▶ **Task set**:
**A)** Repeat word for word the part of the talk on amateur and professional coaches starting with "So an amateur, on" and going on through "amateur versus pro.".
**B)** Go on with the talk on amateur and professional coaches from the point where it stops.

▶ **Document text**:
== Segment start ==

So I want to give you sort of my version of what I think is the difference between an amateur coach and a pro coach. And we want to begin by looking at overall results, right? So what are the results that you want to create through your coaching? And I’m going to go ahead and make some assumptions here that you have either one or both of these results. For most of you, it’s probably both of them, okay?
Number one, you want to help people. You want to make an impact in the world in some way. You want to leave people better than you found them. And the degree to which you want to do that is going to be different for everybody listening. Some of you want to make an impact locally and you want to have a handful of clients every month that you’re working with or on whatever frequency you choose, and you want to feel like you made a difference in someone’s life. Some of you want to make a much bigger, more global impact and feel like you changed something more significantly. Maybe you contributed to either a much larger group of people or even to a culture or population in general. Okay? But in some way, you want to help people and make an impact.
So I’m going to define somebody who is a pro, who’s a professional coach, as they are making the impact or making significant steady progress towards the impact that they want to be making through their work and through their business. Okay? The second thing is making revenue, making money. Whether you want to profit off your business and you want to make revenue and then have a profit or you want to have a nonprofit or maybe you’re working in someone else’s business, but you are probably generating income. And again, if you’re generating the type of revenue and income that you want to, or you are making significant steady progress towards that, then I would define that as a pro coach.
So an amateur, on the other hand, is not doing those things. An amateur has inconsistent results in both of those areas. An amateur is maybe making some impact, but not nearly the level that they want to, not reaching enough people, not having the type of impact that they want to in people’s lives. And second of all, not making the kind of revenue or profit that they want to through their business. Okay? So that’s a pretty simple definition, but you decide where are you on the continuum. And it is a continuum. It’s not all or nothing, and it might even kind of go up and down. You might have some success and then feel like you’re stagnating. But again, I love how Steven Pressfield puts it in this binary amateur versus pro.
So if that’s true, then how do we turn pro? Well, again, I’m going to be teaching you. We’re all going to be turning pro in Coach Camp, but I just want to share before I get into some of the things I want to share with you today. I’ve been in this industry now professionally for 12 years. And so I have seen a lot of people come and go as coaches. I’ve seen people go through coach training and never do anything with it who were frustrated because they really wanted to do something with it. I’ve seen people never do anything with it by conscious choice because they made other decisions who are not frustrated about it and feel good about their decisions. And then I’ve seen people have businesses that do okay but flounder and don’t have the consistency that the coach wishes they had.

== Segment end ==

Saved data entries:
== Segment start ==

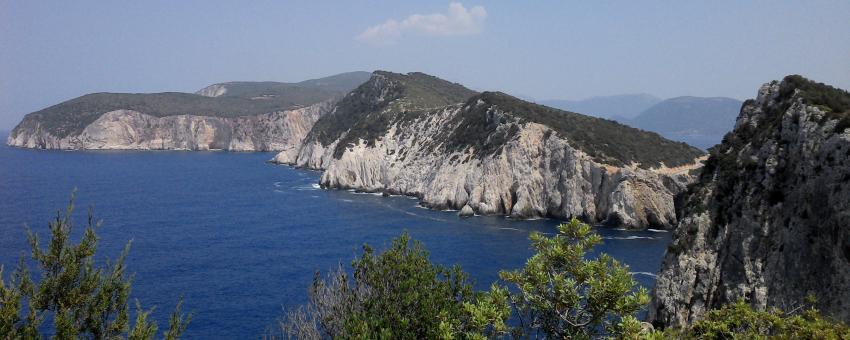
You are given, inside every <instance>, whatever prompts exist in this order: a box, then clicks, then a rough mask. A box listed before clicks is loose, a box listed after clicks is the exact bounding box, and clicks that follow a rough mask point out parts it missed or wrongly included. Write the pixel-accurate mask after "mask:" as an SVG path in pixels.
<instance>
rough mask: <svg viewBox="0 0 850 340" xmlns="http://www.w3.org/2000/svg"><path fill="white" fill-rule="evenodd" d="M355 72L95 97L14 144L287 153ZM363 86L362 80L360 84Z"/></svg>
mask: <svg viewBox="0 0 850 340" xmlns="http://www.w3.org/2000/svg"><path fill="white" fill-rule="evenodd" d="M365 76H368V73H365V72H354V73H347V74H341V75H337V76H332V77H328V78H322V79H315V80H308V81H305V82H301V83H295V84H286V83H271V82H238V83H224V84H217V85H213V86H211V87H207V88H206V89H204V90H201V91H199V92H200V93H204V94H205V95H206V96H205V95H198V94H188V93H175V92H170V93H152V94H128V93H94V94H89V95H85V96H82V97H79V98H75V99H72V100H69V101H66V102H63V103H60V104H57V105H54V106H51V107H48V108H46V109H43V110H40V111H37V112H33V113H30V114H28V115H27V116H26V117H24V119H23V121H22V122H21V123H20V124H19V125H18V126H17V127H15V129H14V130H13V131H12V132H11V134H10V135H9V137H8V138H7V144H9V145H11V146H19V147H29V148H47V149H186V150H207V149H225V150H238V151H271V150H274V151H278V150H290V149H293V148H295V147H297V146H298V145H300V142H301V139H302V138H303V137H304V136H306V134H307V132H309V130H310V128H312V125H313V123H314V122H315V121H316V120H317V119H318V118H319V116H321V115H322V114H324V113H326V112H327V110H328V109H330V108H331V104H332V103H333V102H335V100H336V99H337V98H338V97H341V96H342V95H343V94H344V93H345V92H347V91H348V90H350V89H351V88H354V87H356V86H358V85H359V83H357V81H359V80H363V81H365V80H366V79H367V77H365ZM360 83H362V81H361V82H360Z"/></svg>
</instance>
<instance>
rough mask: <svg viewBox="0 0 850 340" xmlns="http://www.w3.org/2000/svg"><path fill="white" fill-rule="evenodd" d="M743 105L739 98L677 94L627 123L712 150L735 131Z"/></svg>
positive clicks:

== Segment end ==

▶ **Answers provided**:
**A)**
So an amateur, on the other hand, is not doing those things. An amateur has inconsistent results in both of those areas. An amateur is maybe making some impact, but not nearly the level that they want to, not reaching enough people, not having the type of impact that they want to in people’s lives. And second of all, not making the kind of revenue or profit that they want to through their business. Okay? So that’s a pretty simple definition, but you decide where are you on the continuum. And it is a continuum. It’s not all or nothing, and it might even kind of go up and down. You might have some success and then feel like you’re stagnating. But again, I love how Steven Pressfield puts it in this binary amateur versus pro.

**B)**
And then I have some friends and colleagues and people I know very well who have had tremendous success at helping to change people’s lives, have made a tremendous impact, have left an impression on a lot of people, and have made a really good profitable business and a good living doing so. And so I’ve seen people all up and down this continuum, and I’ve been on all ends of the continuum myself. And so I want to describe to you some of the commonalities I see in the amateur versus the pro. Okay? So let’s just dive right in.
Number one. The amateur is going to try it out and see how it goes, but the pro is committed. Now, I want you to pay attention to your language and not just what you say out loud, but what you are thinking in your mind when you are planning and preparing whatever it is you’re going to do next in your business. Do you find yourself thinking, I’m just going to try this out and see how it goes? I’m going to try this and see if it works. Now, there’s a caveat. I’m going to try this and see how it works can be a useful mindset, as long as you realize that it doesn’t just work or not work, you will make it work or not work.
So I’m going to try this out and see how it goes, has to be followed up with, then I will decide if I’m going to keep going and try something different if it doesn’t go how I wanted, or I’m going to decide to walk away from this strategy or this program or even this business, whatever you’re going to do. Okay? Because I feel like a lot of people, and this happens of course, especially when we’re new in our businesses, right? I hear a lot of coaches say this like, I don’t know, I just decided I would go for it and see how it goes. You never know. I might be really successful. And I feel like they’re crossing their fingers and opening up door number two to see what’s behind it. And guess what, you guys? The pro doesn’t do that because there’s nothing behind door number two except what you create. You’re not just crossing your fingers to see if you have good luck.
All of the professional coaches that I know did not just have good luck. They didn’t just happen to pick the right niche. They didn’t just get into it at the right timing. And people think that. People say this to me all the time. Well, you’ve had a lot of success because you got into it at the right time or because you picked the right niche, lucky for you, or whatever other number of things they want to give my success to. And I can assure you that those things are not the reason. The reason I’ve had success in any way that I’ve had success, and that’s not to say I don’t have a lot of work to do because I do, and there’s a lot of growth possible for me and my business. But any little bit of success that we’ve had has not been because I tried something and, oh, lucky me, it worked. It’s because I was committed to being consistent and continuing to try things until I was able to create the result I wanted to create for my clients and for myself.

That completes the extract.